-- Check your understanding --
(1) In the postscript on the synod, why does the writer call Psalm CXVIII an "ABC"? Answer in one to three sentences.
(2) Write a continuation of the postscript on the synod, starting after its final sentence.
[Opening Text excerpt section]
Postscriptum

My brain hurts, from trying to follow reports from Rome, in languages I imperfectly understand, about the relatio mentioned in my post yesterday. Let me recommend this morning’s synod briefing by Robert Royal (here) as the best and most reasonable summary of the riotous proceedings. To my mind, it becomes more apparent that a coup is being attempted, to foist a load of liberal rubbish on the world, and give it the appearance of revised Church doctrine. But to my relief, the best of the cardinals left by Saint John Paul II, and Benedict XVI, are aware of what is happening, and have begun to take action against it. We still have good men.

Let me also recommend a patient and attentive reading of Beati Immaculata — the long Psalm CXVIII — for some context on divine law, natural law, and ultimately civil law. It is an “ABC” on these matters, following the twenty-two letters of the Hebrew alphabet, and may be mastered through diligent prayer. (Our monks would break it down into eleven successive pairs of the eight-verse stanzas, to pray it carefully.)
[Closing Text excerpt section]
[Opening Information shown section]
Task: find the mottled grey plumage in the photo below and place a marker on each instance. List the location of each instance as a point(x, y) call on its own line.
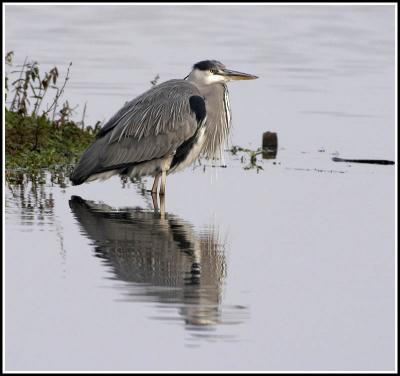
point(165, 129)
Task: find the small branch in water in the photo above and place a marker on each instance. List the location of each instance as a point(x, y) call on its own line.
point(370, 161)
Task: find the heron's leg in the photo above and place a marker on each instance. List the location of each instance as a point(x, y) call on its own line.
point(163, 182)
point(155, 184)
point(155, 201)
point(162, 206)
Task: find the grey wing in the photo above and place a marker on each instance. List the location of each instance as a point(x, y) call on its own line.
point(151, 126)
[Closing Information shown section]
[Opening Information shown section]
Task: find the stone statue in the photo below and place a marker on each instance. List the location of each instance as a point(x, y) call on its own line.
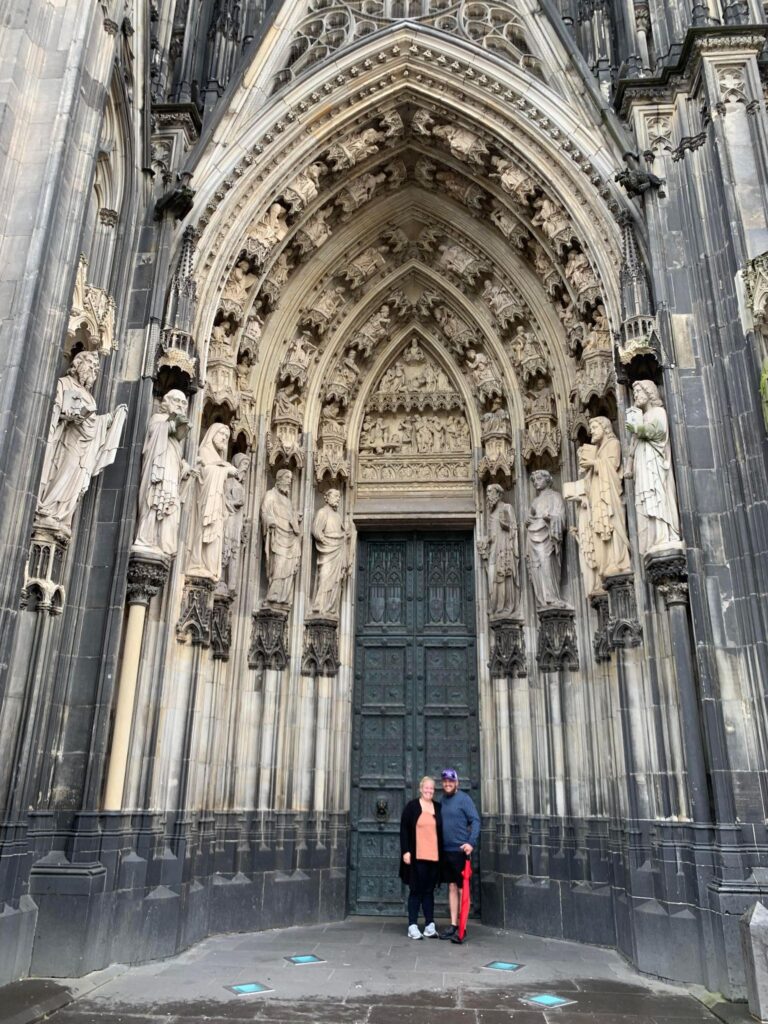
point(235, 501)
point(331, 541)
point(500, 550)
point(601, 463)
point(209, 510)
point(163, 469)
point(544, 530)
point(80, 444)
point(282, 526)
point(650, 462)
[Closing Information shown section]
[Opening Information shown section]
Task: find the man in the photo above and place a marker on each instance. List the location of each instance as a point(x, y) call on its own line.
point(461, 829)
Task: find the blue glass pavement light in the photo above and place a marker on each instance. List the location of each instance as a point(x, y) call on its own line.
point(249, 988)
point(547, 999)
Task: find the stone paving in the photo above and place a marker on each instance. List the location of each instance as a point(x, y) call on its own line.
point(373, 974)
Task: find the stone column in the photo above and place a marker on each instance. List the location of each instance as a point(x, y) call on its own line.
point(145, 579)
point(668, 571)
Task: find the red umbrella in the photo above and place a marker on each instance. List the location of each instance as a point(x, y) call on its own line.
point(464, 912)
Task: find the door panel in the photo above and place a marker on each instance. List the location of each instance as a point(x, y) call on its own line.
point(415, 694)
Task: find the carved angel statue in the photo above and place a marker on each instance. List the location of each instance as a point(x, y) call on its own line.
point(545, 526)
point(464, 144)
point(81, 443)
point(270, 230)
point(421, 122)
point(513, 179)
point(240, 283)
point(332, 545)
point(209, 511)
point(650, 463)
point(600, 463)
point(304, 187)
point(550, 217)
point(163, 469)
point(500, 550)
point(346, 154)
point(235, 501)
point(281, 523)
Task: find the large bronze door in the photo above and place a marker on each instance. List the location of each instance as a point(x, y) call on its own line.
[Closing Information shown section]
-- Responses for each task --
(1) The writer calls Psalm CXVIII an "ABC" because it follows the twenty-two letters of the Hebrew alphabet.

(2)
And then, the remarkable encyclical of Pope Leo XIII on human liberty, Libertas (1879, here), which I don’t think has dated as an explanation of why the Church can make no truce with modernism. The modern man thinks he has a “right” to the manipulation of his own conscience. But our ability to err is not a right to err, and the perfect liberty which Christ bestows is freedom from the tyranny of sin and error. This liberty is ancient, indeed immortal, and can never be revised or “reformed.” On the contrary, the modern project to extend liberty — to discover and to legislate new liberties — is, “to tell the plain truth, of a vitiated kind, the fruit of the disorders of the age, and of an insatiate longing after novelties.”

“Insatiate.” There is no compromise to be had with the “reform” faction. Like the Islamists we have been dealing with, in another theatre, they will take each concession as a proof of weakness, and immediately press for more. It is suicidal foolishness to believe that one may negotiate with a serpent.

Set before me for a law the way of thy justifications, O Lord: and I will always seek after it. Give me understanding, and I will search thy law; and I will keep it with my whole heart. Lead me into the path of thy commandments.